本文抜粋:
ですが、もともと積極的にノンアル・低アル製品をつくろうと考えていたわけではありませんでした。ヤッホーが誇るブルワーのモーリーは言います。
「ヤッホーとして開発やプロジェクトの話が持ち上がったのは、ここ2〜3年くらいなのですが、製造としては、実は10年くらい前から、お客さんから〝ヤッホーのノンアルか低アルをつくってよ〟と言われていたんです。仕事柄、コロナ禍に入る前は定期的に海外出張へいく機会があり、ドイツなどでも10年くらい前からものすごい勢いでノンアルのビールが市場を伸ばしていることは認知していました。3〜4年ほど前からは、アメリカのクラフトビールのトレンドとして、ハードセルツァーのようなアルコール入り炭酸飲料、健康志向なクラフト飲料が注目され始めていたし、僕らとしては、情報は以前から研究して、ウォッチしていたんです」
せっせと情報収集するものの、具体的なアクションにはつながっていませんでした。
「やっぱり僕らは、基本的にはビール屋。ノンアルや低アルに手を出す前に、やるべきことがあるだろうって思っていたんです。ビール屋がアルコールの含まれないものをつくってどうするんだ!と、少し自己否定的にすら思っていたので、積極的に『つくろうよ!』とは言うつもりがなかったですね」
「衝撃でしたね。クラフトビールと
並び立つノンアルがあったんです」

(ポイント注釈レコード)
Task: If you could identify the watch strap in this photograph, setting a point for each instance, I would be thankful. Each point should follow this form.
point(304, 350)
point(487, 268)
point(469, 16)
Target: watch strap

課題一覧:
1 - ノンアルビールについての本文抜粋を読み、次の問いに答えてください。
(a) モーリーによると、お客さんから「ヤッホーのノンアルか低アルをつくってよ」と言われるようになったのは、どのくらい前からですか。
(b) 3〜4年ほど前から、アメリカのクラフトビールのトレンドとして注目され始めたものは何ですか。
(c) モーリーは、自分たちは基本的には何だと言っていますか。
2 - ノンアルビールについての本文抜粋の続きを、最後の一文の後から書いてください。

解答:
1 -
(a) 10年くらい前から。
(b) ハードセルツァーのようなアルコール入り炭酸飲料と、健康志向なクラフト飲料。
(c) ビール屋。

2 -
ところが、2019年夏。モーリーのノンアルや低アルに対する意識をくつがえす、衝撃的な出来事がありました。
「個人として初めて、これならいいかも、おいしいかも、と思えるノンアルに出合ったんです。海外でノンアルが注目されて、〝クラフトビールのアルコールなし〟という選択肢が出てきたなかで、やっとおいしいなと思えるものがあって、こういう方向性ならアリかもと思いました。それはミッケラー(デンマークのビールメーカー)のHazy IPA※のノンアルでした。普通のHazy IPAとほとんど変わらないくらいジューシーなフレーバーを持っていて、本当にアルコールゼロでこの味を出せているならすごいなと。本当にゼロならというのは、海外は国にもよりますが0.5~1%未満なら基本ノンアルと定義されるのですが、なんやかんや越えているものもあったりするので(笑)。いま一番アメリカで伸びているノンアルのみをつくっているクラフトブルワリーが世界的なコンペティションの普通のビール部門で優勝したのも、おそらく同じくらいの時期だったと思います」
Hazy IPA
アメリカ北東部のニューイングランド地方発祥の濁りがあり、色味はオレンジ色や黄色の見た目をしたIPA(インディアペールエール)。
一方その頃、ヤッホーの社長であるてんちょもノンアルカテゴリの製品について考え始めていました。
「ビールの味に近いけれどビールで
はない飲み物に、興味がなかった」
ビール好きの方はご存じのように、ここ最近はノンアルコールビールテイスト飲料市場が活況で、そのマーケットは右肩上がりで成長を続けています。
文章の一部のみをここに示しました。